◆ TASK BRIEF ◆
Quote the entries below from the line with "(format x=22, y=173)" through the line with "Target: rubber tire on pier", both ends included, and only those lines.

◆ DATA RECORDS ◆

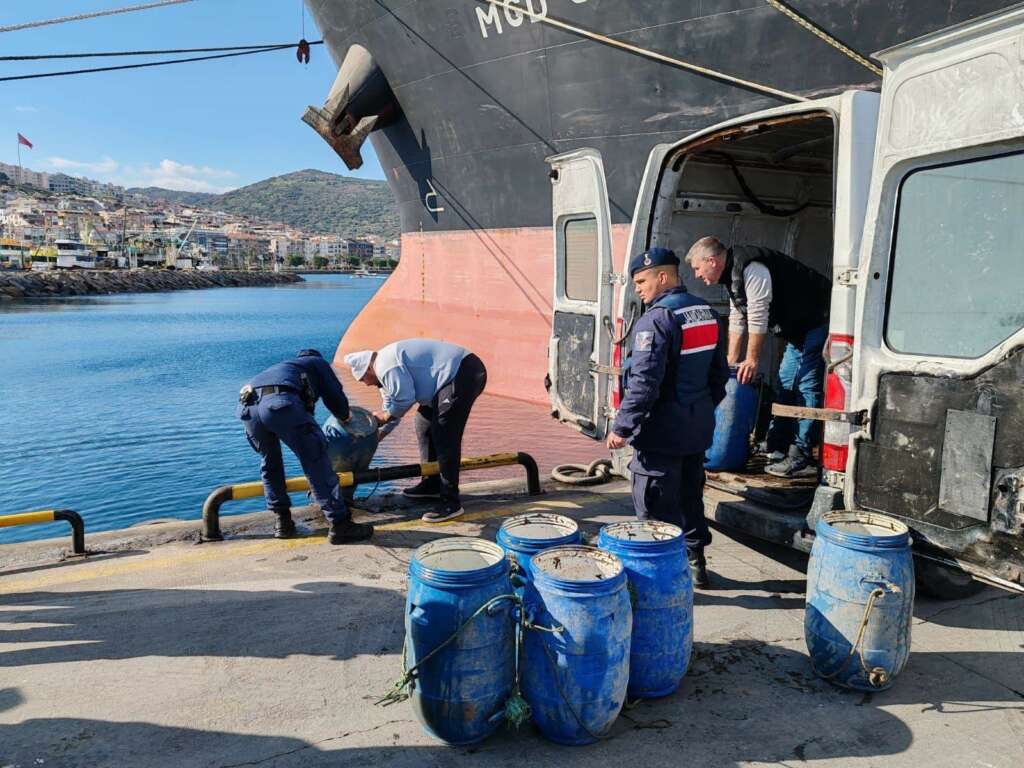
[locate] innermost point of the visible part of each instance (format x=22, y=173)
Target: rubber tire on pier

* * *

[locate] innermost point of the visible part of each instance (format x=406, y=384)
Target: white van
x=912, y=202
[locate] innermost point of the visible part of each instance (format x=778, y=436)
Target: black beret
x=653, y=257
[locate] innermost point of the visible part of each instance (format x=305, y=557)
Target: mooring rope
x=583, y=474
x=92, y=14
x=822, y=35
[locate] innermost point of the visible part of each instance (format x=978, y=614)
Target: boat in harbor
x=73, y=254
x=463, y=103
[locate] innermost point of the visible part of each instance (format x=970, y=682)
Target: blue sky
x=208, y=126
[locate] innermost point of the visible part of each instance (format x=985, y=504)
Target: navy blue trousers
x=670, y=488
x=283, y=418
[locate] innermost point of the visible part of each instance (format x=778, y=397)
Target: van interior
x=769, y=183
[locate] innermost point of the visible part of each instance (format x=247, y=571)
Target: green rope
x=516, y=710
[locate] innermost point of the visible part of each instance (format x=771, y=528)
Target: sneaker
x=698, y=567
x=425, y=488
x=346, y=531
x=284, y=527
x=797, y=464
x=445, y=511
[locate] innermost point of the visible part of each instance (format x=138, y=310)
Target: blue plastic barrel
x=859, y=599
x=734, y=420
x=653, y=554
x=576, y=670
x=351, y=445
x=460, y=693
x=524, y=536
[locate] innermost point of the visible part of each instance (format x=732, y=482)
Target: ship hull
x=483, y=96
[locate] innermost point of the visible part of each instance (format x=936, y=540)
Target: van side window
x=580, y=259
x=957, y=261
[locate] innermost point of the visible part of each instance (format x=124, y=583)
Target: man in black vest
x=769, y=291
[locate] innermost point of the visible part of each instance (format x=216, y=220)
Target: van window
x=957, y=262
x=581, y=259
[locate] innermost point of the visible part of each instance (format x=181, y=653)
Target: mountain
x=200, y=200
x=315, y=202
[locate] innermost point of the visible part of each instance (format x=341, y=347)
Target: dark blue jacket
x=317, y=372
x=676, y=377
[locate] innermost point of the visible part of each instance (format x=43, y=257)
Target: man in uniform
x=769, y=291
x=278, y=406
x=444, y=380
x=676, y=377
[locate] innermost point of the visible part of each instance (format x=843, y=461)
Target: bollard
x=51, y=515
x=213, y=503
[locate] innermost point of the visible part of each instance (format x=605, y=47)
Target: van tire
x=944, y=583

◆ ANSWER BOX ◆
[locate] innermost point of the visible part of each instance (format x=22, y=173)
Target: rubber tire on pier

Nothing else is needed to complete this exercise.